(begin)

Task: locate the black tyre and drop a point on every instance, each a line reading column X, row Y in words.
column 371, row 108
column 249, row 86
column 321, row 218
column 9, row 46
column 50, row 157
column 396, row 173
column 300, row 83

(end)

Problem statement: Print each line of the records above without any changes.

Exercise output:
Task: locate the black tyre and drop a point on every instance, each a line reading column X, row Y in words.
column 371, row 108
column 249, row 86
column 321, row 218
column 9, row 46
column 50, row 157
column 396, row 173
column 300, row 83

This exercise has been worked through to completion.